## Page excerpt
Health care is ailing elsewhere, too Tough choices are ahead as Hungarians age and economic woes deepen.

April 22, 2008|By Akos Beothy

Health care is one of the elusive challenges facing the U.S. economy. It is a major topic of the presidential race and something people identify as one of their biggest concerns.

It is not, however, purely an American problem.

Just a few weeks before I arrived in Philadelphia from Budapest, the people of my country defeated radical efforts by the government to change the way our health-care system is funded. In a massive popular revolt, voters forced the government of Ferenc Gyurcsany to repeal fees the Socialist-led coalition had imposed on what had been a purely state-funded system.

Story continues below.

Since the referendum, the government has approached the verge of collapse. The health minister who had championed the controversial measures has been fired, and the ruling coalition has dissolved because of her dismissal.

Why all the fuss? The reasons may sound familiar to U.S. voters.

Health-care costs in Hungary, as in the United States, are growing too fast. But Hungary, unlike the United States, has a tax-based health-care system in which only the employed are required to pay taxes, thereby bearing a disproportionately heavy burden of financing health care for everyone among Hungary's 10 million people.

## Problems to work on
**1.** Quote from the column on Hungarian health care the passage that opens with the words containing "Health care is ailing" and closes with "purely state-funded system.".
**2.** In the column on Hungarian health care, who are the only people required to pay taxes in Hungary's tax-based health-care system?

## Data to examine
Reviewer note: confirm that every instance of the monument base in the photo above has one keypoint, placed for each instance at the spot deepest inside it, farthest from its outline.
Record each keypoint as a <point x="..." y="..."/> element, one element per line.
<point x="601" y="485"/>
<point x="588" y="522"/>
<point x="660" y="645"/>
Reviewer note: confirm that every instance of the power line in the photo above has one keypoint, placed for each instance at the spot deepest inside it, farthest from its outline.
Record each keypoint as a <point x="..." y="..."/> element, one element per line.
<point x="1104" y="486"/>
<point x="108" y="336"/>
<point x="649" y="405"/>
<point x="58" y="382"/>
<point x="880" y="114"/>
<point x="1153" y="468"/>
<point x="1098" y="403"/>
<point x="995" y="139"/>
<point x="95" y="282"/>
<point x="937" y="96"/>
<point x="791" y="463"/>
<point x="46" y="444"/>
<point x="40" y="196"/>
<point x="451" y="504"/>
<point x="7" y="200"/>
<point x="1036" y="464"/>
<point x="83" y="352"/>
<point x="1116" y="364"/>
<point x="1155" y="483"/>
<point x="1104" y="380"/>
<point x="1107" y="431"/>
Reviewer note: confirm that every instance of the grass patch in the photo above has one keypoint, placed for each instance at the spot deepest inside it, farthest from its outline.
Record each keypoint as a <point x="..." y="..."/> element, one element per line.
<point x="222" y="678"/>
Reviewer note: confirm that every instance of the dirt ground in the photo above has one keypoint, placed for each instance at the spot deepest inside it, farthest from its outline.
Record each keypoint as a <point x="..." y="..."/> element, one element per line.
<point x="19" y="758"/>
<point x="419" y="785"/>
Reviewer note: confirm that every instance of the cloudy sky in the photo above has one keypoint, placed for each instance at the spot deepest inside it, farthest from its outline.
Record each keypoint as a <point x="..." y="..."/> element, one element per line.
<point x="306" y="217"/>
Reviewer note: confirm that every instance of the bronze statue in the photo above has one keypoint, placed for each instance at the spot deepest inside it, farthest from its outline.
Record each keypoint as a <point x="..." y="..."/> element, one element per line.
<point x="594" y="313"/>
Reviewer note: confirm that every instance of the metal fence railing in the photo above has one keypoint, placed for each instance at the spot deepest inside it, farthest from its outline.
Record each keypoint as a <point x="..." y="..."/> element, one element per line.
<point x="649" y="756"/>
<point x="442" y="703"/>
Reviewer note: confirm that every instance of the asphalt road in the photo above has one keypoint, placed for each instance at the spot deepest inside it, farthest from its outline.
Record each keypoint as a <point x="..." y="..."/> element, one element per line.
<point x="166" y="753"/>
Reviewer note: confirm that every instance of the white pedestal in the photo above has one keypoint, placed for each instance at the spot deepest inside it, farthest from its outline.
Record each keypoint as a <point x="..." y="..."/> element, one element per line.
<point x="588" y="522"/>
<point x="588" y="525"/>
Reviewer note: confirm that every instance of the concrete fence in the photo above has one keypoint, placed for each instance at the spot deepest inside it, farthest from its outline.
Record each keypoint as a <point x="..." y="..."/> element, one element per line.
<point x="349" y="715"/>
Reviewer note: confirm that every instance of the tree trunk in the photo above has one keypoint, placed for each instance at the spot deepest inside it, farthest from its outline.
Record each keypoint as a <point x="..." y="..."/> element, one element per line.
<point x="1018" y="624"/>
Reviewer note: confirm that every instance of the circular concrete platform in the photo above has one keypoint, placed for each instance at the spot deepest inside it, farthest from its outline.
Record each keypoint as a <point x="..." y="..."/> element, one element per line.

## Answers to the tasks
**1.**
Health care is ailing elsewhere, too Tough choices are ahead as Hungarians age and economic woes deepen.

April 22, 2008|By Akos Beothy

Health care is one of the elusive challenges facing the U.S. economy. It is a major topic of the presidential race and something people identify as one of their biggest concerns.

It is not, however, purely an American problem.

Just a few weeks before I arrived in Philadelphia from Budapest, the people of my country defeated radical efforts by the government to change the way our health-care system is funded. In a massive popular revolt, voters forced the government of Ferenc Gyurcsany to repeal fees the Socialist-led coalition had imposed on what had been a purely state-funded system.

**2.** Only the employed are required to pay those taxes.